BEGIN Stored rows

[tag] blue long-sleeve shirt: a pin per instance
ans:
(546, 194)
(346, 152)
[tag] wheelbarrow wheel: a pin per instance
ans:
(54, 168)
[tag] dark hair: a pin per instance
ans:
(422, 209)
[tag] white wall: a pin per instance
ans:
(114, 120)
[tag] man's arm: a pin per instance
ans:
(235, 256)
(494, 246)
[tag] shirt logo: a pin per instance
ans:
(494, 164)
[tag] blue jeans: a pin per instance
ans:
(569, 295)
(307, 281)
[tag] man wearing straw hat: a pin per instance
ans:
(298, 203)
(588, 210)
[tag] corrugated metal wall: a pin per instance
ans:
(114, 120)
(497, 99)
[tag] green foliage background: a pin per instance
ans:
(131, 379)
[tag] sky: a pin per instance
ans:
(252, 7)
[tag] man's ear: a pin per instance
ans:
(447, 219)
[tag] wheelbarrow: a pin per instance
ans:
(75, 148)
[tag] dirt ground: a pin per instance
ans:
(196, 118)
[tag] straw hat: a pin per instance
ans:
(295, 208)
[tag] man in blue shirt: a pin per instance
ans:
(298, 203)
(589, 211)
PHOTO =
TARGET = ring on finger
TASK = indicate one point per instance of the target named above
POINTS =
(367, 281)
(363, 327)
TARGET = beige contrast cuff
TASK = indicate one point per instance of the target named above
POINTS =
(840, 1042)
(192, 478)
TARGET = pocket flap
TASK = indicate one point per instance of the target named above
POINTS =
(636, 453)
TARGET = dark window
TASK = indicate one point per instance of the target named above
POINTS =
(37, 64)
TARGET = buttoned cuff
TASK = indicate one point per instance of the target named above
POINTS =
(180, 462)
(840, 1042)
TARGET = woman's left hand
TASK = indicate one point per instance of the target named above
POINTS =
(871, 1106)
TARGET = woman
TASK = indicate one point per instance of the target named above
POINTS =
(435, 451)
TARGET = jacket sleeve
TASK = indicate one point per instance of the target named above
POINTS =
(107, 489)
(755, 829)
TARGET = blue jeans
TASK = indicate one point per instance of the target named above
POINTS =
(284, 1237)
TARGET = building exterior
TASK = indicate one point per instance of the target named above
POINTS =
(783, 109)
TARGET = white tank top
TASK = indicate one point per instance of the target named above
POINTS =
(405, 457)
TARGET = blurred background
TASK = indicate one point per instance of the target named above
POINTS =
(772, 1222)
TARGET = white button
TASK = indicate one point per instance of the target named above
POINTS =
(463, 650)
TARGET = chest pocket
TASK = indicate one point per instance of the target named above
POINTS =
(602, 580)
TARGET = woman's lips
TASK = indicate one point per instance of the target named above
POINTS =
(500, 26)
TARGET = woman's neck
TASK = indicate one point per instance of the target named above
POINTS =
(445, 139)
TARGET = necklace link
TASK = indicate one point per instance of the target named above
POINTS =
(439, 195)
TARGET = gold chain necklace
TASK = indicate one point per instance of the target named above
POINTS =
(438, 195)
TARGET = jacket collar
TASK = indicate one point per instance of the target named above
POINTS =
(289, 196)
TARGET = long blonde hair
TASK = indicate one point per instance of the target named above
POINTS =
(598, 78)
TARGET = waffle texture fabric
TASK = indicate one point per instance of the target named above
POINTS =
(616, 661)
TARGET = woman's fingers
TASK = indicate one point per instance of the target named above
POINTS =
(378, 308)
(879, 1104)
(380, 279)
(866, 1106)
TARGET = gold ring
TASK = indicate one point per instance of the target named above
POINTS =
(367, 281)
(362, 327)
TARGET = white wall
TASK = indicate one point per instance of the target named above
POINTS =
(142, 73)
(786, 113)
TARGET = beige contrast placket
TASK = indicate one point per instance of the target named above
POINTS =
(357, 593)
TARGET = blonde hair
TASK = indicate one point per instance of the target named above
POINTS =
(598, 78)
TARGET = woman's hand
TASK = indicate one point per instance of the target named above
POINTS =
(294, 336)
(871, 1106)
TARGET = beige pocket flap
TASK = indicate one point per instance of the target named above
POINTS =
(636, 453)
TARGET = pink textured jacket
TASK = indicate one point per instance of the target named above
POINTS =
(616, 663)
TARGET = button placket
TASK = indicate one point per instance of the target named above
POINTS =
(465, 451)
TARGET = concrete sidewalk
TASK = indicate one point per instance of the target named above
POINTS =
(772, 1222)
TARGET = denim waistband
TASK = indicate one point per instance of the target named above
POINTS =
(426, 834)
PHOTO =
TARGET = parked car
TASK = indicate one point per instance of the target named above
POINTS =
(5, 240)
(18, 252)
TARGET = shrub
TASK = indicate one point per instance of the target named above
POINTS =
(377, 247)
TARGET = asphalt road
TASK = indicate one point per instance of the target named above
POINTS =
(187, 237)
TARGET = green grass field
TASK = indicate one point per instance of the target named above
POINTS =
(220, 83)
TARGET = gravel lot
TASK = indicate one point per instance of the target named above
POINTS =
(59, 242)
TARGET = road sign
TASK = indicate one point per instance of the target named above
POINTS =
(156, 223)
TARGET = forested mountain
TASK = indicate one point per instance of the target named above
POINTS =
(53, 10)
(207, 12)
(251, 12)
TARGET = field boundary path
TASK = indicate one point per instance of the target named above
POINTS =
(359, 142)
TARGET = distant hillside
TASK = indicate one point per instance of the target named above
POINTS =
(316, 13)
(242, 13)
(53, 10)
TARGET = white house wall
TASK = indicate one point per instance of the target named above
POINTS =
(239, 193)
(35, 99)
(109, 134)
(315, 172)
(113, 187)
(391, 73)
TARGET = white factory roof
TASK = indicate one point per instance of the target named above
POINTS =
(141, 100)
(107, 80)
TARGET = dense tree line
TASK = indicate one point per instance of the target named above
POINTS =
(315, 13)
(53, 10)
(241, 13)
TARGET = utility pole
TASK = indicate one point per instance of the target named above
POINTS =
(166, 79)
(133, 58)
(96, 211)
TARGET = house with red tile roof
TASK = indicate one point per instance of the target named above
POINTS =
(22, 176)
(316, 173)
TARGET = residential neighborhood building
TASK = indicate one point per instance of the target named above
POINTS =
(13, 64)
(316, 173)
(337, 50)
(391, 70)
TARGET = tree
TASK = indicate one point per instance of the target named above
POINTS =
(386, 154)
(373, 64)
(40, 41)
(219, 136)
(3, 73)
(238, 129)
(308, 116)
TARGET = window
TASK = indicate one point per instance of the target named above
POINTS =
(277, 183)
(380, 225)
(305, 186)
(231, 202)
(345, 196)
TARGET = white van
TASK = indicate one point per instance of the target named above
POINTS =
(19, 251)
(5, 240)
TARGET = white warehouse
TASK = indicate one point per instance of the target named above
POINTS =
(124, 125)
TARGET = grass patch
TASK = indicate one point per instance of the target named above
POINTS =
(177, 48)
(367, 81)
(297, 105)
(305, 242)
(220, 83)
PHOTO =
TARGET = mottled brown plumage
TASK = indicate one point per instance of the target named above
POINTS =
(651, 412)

END Stored rows

### Objective
Transcribe only the trailing portion of the entries above: the line that contains "TARGET = house with red tile roof" and each line after it.

### Answer below
TARGET = house with red tile roof
TASK = indicate one point per instance of the target named above
POINTS =
(22, 176)
(316, 173)
TARGET = residential neighborhood building
TASK = indicate one point per instance of the target named above
POINTS =
(13, 64)
(316, 173)
(337, 50)
(391, 70)
TARGET = tree
TASK = indicate one point per instance of the target named above
POINTS =
(386, 154)
(373, 64)
(40, 41)
(219, 136)
(3, 73)
(238, 129)
(308, 116)
TARGET = window
TASK = indicate one point per instance of the target named above
POINTS =
(277, 183)
(380, 225)
(305, 186)
(231, 202)
(345, 196)
TARGET = white van
TASK = indicate one point per instance of the target named above
POINTS =
(19, 251)
(5, 240)
TARGET = white warehouse
TASK = indicate one point per instance of the target named above
POINTS =
(124, 125)
TARGET = grass patch
TASK = indicate one point per instance of the target named above
POINTS =
(177, 48)
(367, 81)
(297, 105)
(305, 242)
(220, 83)
PHOTO =
TARGET = mottled brown plumage
TASK = indicate one point per instance of the target named above
POINTS =
(651, 412)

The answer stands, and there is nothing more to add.